For most people, the main reason to visit Whistler’s gas stations is for, well, the gas. There was a time, however, when the resort’s gas stations offered many much-needed services beyond that to the growing community.

Before its eventual closure, the Husky was Whistler’s longest-standing conventional gas station—but it was not the first. The B/A gas station opened not long after Garibaldi Lifts Ltd. declared Whistler Mountain open for business. In 1969, The B/A, or British American Oil Company, was amalgamated into the Canadian Gulf Oil Company and the gas station became a Gulf, easily recognised by its orange and blue circular logo.  Located in today’s Creekside, where Coastal Culture and Tim Hortons are now found, the first gas station in Whistler was the place to go if you needed to buy groceries—and it could get quite busy after skiing. Identifying another need—and business opportunity—the station also installed a washing machine and dryer that was used as a public laundry.

Not long after, competition for these services arrived in the form of a Union 76 gas station, which opened in 1970. Then, in July 1977, the Union 76 rebranded to Husky, and that station remained a Husky until just last month, when it transitioned into a Co-Op. Throughout its existence, the Husky went through many iterations, expanding multiple times.

Garibaldi’s Whistler News in 1977 advertised only two places in Whistler to buy groceries. According to the paper, they were, “Food Plus, located on Highway 99 in the Husky Service Centre. Carries fresh and frozen produce, meat, pharmaceutical products, sundries.” Along with the “MiniMart at Whistler-Rainbow Gulf Station stocked with a variety of foods.”

### DATASET EXCERPT
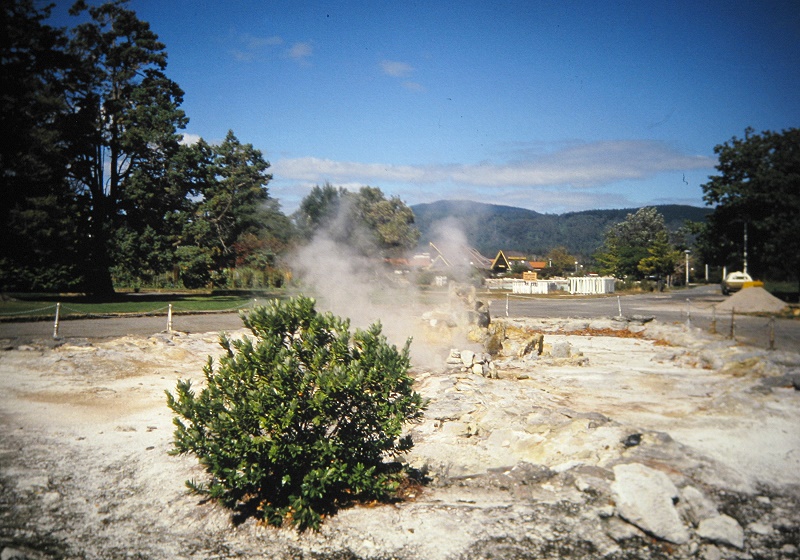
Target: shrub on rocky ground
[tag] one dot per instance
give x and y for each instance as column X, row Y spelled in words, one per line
column 299, row 421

### DIRECTIONS
a – Copy the gas station passage from "Before its eventual" through "a public laundry.", swapping "washing machine" for "clothes washer".
b – List every brand name that the gas station passage says Whistler's gas stations operated under.

### SOLUTIONS TO THE PROBLEMS
a –
Before its eventual closure, the Husky was Whistler’s longest-standing conventional gas station—but it was not the first. The B/A gas station opened not long after Garibaldi Lifts Ltd. declared Whistler Mountain open for business. In 1969, The B/A, or British American Oil Company, was amalgamated into the Canadian Gulf Oil Company and the gas station became a Gulf, easily recognised by its orange and blue circular logo.  Located in today’s Creekside, where Coastal Culture and Tim Hortons are now found, the first gas station in Whistler was the place to go if you needed to buy groceries—and it could get quite busy after skiing. Identifying another need—and business opportunity—the station also installed a clothes washer and dryer that was used as a public laundry.

b – B/A, Gulf, Union 76, Husky, Co-Op